EXERCISE 1:
Render the listing as a JSON list of strings, one per line with blank lines left out, covering the lines from the one containing "the hanging plant?" through the end of the listing, both included.
##### PASSAGE SHOWN #####
Foreign investors have become net buyers of shares at the Nairobi Securities Exchange (NSE)
for the first time in six months, signalling their intention to return
to a market they have looked at with scepticism during weeks of
heightened political activity.
The move helped select
stocks to bounce back from lows they hit before last Thursday’s repeat
presidential election and keen followers of market activity said the
recovery was partly being driven by investor rush to lock in bottom
prices ahead of third quarter financial result announcements.
The
NSE20 Share Index has gained 4.34 per cent since the repeat
presidential election, while the NSE All Share Index (NASI) is up 3.71
per cent.
Newly released market data shows that foreign
investors closed October with net positive inflows, meaning that for
the first time since mid-April they bought more shares than they sold.
Net
foreign flows at the NSE jumped from a peak negative of Sh5.8 billion
in September — the lowest it has been in two years — to a positive of
Sh330 million by the end of last month, the data compiled by Standard
Investment Bank (SIB) shows.
The monthly market report
shows a jump in foreign investor participation at the bourse from the 50
per cent to 70 per cent of daily turnover between October 25 and
October 31.
“If you look at large caps, foreign investors are slowly
entering despite the ongoing political activity,” said Stella Wambugu, a
dealer at SIB.
Foreign investor activity was intense on select counters, including Kenya Commercial Bank
, Equity Bank , East African Breweries and Safaricom
.
“KCB was one of the notable net (foreign) inflow counters despite a fall in price,” Ms Wambugu said.
ALSO READ: Markets calm on first day after polls
Suffered stagnation
The
Nairobi bourse has suffered a severe turnover stagnation and declining
share prices after the Supreme Court annulled an August 8 election,
causing jitters among investors.
The apex court’s decision caught investors back-footed and wiped out more than Sh220 billion from the market in two months.
“We
have seen some good foreign inflows in the last few days,” Johnson
Nderi, a corporate finance manager at ABC Capital, said. “We are bullish
on the short term. In the long term we don’t know what will happen
politically.”
##### PROVIDED RECORDS #####
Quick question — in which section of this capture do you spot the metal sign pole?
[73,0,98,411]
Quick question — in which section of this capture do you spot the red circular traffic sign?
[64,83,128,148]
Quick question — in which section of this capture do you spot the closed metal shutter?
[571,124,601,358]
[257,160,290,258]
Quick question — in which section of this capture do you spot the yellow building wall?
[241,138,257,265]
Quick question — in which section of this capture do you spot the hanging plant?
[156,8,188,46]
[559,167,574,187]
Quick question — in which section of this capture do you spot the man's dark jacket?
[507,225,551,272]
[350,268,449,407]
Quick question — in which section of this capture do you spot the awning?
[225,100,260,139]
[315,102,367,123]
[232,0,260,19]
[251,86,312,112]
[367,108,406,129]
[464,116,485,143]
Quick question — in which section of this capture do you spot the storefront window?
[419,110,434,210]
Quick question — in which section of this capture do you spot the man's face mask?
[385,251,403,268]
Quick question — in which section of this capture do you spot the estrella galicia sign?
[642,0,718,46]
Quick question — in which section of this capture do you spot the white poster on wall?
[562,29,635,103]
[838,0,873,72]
#####
EXERCISE 2:
Extend the article on foreign investors returning to the Nairobi Securities Exchange, picking up after its final sentence.

EXPECTED ANSWER 1:
[
  "Quick question — in which section of this capture do you spot the hanging plant?",
  "[156,8,188,46]",
  "[559,167,574,187]",
  "Quick question — in which section of this capture do you spot the man's dark jacket?",
  "[507,225,551,272]",
  "[350,268,449,407]",
  "Quick question — in which section of this capture do you spot the awning?",
  "[225,100,260,139]",
  "[315,102,367,123]",
  "[232,0,260,19]",
  "[251,86,312,112]",
  "[367,108,406,129]",
  "[464,116,485,143]",
  "Quick question — in which section of this capture do you spot the storefront window?",
  "[419,110,434,210]",
  "Quick question — in which section of this capture do you spot the man's face mask?",
  "[385,251,403,268]",
  "Quick question — in which section of this capture do you spot the estrella galicia sign?",
  "[642,0,718,46]",
  "Quick question — in which section of this capture do you spot the white poster on wall?",
  "[562,29,635,103]",
  "[838,0,873,72]"
]

EXPECTED ANSWER 2:
The NSE 20 Share Index that tracks large
capitalised listed firms jumped 1.49 per cent on Tuesday, a day after
President Uhuru Kenyatta was declared the winner of the October 26 vote
that main opposition candidate Raila Odinga boycotted.
Political
temperatures have somewhat cooled down after Monday’s announcement but
Mr Kenyatta’s victory could still be subject to Supreme Court scrutiny
in the event a petition is filed challenging it. Kenyan law provides
seven days within which the election outcome can be challenged.
A price rally since last Friday helped the main market indices close the month of October less depressed than expected.
Key indices
The
NSE20 index was down 0.6 per cent to 3,729.62 points during the month,
while NASI was barely changed at 0.1 per cent lower at 4,202.23 points.
The two indices are up 21.5 per cent and 17.1 per cent respectively so
far this year.
Ronald Lugalia, the head of trading at Kingdom Securities, said
the market had rallied in the last trading days of October as retail
investors and high net worth individuals “speculated on the third
quarter releases and other corporate actions”.
“The
regular big players in the market are not yet in. I expect to see some
support coming in in the next two to three weeks as investors lock in
the current low prices for the next six months,” Mr Lugalia added.
“There are counters which are greatly undervalued at the moment.”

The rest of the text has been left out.